begin

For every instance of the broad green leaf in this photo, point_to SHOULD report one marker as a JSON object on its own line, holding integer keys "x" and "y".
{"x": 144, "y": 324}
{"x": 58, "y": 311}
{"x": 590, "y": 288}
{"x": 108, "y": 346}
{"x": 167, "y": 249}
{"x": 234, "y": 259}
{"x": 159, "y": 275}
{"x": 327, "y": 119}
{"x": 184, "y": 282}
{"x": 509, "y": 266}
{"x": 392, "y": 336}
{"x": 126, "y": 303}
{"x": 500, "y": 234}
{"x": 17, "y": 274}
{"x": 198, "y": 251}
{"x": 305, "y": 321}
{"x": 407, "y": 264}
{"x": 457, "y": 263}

end

*TASK GOAL:*
Can you output every line of the data above as a Markdown table with the columns "Row" and "Line", numbering each row and leaving out blank lines?

*EXERCISE SOLUTION:*
| Row | Line |
|---|---|
| 1 | For every instance of the broad green leaf in this photo, point_to SHOULD report one marker as a JSON object on its own line, holding integer keys "x" and "y". |
| 2 | {"x": 144, "y": 324} |
| 3 | {"x": 58, "y": 311} |
| 4 | {"x": 590, "y": 288} |
| 5 | {"x": 108, "y": 346} |
| 6 | {"x": 167, "y": 249} |
| 7 | {"x": 234, "y": 259} |
| 8 | {"x": 159, "y": 275} |
| 9 | {"x": 327, "y": 119} |
| 10 | {"x": 184, "y": 282} |
| 11 | {"x": 509, "y": 266} |
| 12 | {"x": 392, "y": 336} |
| 13 | {"x": 126, "y": 303} |
| 14 | {"x": 500, "y": 234} |
| 15 | {"x": 17, "y": 274} |
| 16 | {"x": 198, "y": 251} |
| 17 | {"x": 305, "y": 321} |
| 18 | {"x": 407, "y": 264} |
| 19 | {"x": 457, "y": 263} |